(Point-per-instance localization data)
----------

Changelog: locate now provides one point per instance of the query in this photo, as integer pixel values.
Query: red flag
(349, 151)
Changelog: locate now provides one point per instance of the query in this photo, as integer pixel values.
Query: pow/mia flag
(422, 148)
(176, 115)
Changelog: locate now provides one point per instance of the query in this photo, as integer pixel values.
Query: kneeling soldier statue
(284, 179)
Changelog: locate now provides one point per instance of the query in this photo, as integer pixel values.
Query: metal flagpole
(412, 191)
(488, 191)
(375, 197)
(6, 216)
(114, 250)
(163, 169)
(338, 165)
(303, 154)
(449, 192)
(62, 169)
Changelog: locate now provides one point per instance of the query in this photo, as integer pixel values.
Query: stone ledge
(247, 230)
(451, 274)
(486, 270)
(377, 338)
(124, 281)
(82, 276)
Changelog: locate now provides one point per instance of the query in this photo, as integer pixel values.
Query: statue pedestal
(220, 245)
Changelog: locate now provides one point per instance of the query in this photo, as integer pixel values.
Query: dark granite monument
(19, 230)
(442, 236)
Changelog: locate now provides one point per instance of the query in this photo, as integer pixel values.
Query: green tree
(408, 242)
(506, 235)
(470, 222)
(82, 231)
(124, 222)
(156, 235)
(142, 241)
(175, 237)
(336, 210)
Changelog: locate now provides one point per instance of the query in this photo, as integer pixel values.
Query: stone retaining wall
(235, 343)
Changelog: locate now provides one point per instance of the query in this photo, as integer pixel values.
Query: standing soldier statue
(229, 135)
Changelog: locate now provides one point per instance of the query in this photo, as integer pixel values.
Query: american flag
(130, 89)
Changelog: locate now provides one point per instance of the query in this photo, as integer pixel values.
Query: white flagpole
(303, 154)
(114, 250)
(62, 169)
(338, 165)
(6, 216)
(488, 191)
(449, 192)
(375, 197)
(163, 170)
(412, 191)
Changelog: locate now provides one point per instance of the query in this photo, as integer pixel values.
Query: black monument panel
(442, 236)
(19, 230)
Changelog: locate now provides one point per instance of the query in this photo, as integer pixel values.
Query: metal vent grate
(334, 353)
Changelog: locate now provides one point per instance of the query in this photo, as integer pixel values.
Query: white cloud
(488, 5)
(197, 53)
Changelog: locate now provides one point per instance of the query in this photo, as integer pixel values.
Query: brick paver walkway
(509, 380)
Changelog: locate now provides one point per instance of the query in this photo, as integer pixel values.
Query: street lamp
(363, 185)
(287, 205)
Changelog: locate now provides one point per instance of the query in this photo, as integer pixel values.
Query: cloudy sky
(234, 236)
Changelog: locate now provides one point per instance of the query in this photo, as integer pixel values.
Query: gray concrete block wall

----------

• [Assignment]
What is needed is a word-for-word restatement of all the data.

• [Answer box]
Changelog: locate now provides one point per instance of the query in this photo, as integer pixel values.
Query: red flag
(349, 151)
Changelog: locate now provides one point per instance of the query in this photo, as integer pixel values.
Query: pow/mia flag
(422, 148)
(176, 115)
Changelog: locate now provides one point per instance of the query in this photo, as integer pixel values.
Query: kneeling soldier statue
(284, 179)
Changelog: locate now provides one point per instance of the query in this photo, as integer pixel values.
Query: metal flagpole
(412, 191)
(488, 191)
(375, 197)
(6, 216)
(114, 250)
(163, 169)
(338, 165)
(303, 154)
(449, 192)
(62, 169)
Changelog: locate now provides one point per instance of the query in this photo, as integer pixel values.
Query: stone ledge
(247, 230)
(451, 274)
(486, 270)
(377, 338)
(124, 281)
(82, 276)
Changelog: locate now provides one point per instance of the query in this photo, as integer pixel values.
Query: statue pedestal
(220, 245)
Changelog: locate now provides one point per instance of the query in this photo, as integer pixel values.
Query: dark granite monument
(19, 230)
(442, 236)
Changelog: locate now provides one point per instance of the query in this photo, as integer pixel values.
Query: green tree
(408, 242)
(506, 235)
(470, 222)
(82, 231)
(124, 222)
(156, 235)
(142, 241)
(175, 237)
(336, 210)
Changelog: locate now provides one point per instance of the query in this photo, as integer pixel values.
Query: stone retaining wall
(235, 343)
Changelog: locate now provides one point per instance of the query in this photo, as integer pixel values.
Query: standing soldier statue
(229, 135)
Changelog: locate now provides one point per instance of the query in this photo, as integer pixel values.
Query: american flag
(130, 89)
Changelog: locate now provides one point per instance of the query in this photo, as integer pixel values.
Query: white flagpole
(303, 154)
(114, 250)
(62, 169)
(338, 165)
(6, 216)
(488, 191)
(449, 192)
(375, 197)
(163, 170)
(412, 191)
Changelog: locate now provides one point per instance of the query in this photo, as integer pixel values.
Query: black monument panel
(442, 236)
(19, 230)
Changelog: locate now provides one point per instance of the query in this photo, as integer pixel values.
Query: metal vent grate
(334, 353)
Changelog: locate now provides one point per instance of the query in this photo, as integer pixel values.
Query: white cloud
(488, 5)
(197, 53)
Changelog: locate now provides one point per instance of the query in this photo, as integer pixel values.
Query: brick paver walkway
(509, 380)
Changelog: locate now provides one point per instance of the query in this photo, as integer pixel values.
Query: street lamp
(363, 185)
(287, 205)
Changelog: locate now provides one point per instance of the query in this photo, as integer pixel values.
Query: cloudy sky
(234, 236)
Changelog: locate now provides one point per instance of the query in this photo, as integer pixel values.
Query: gray concrete block wall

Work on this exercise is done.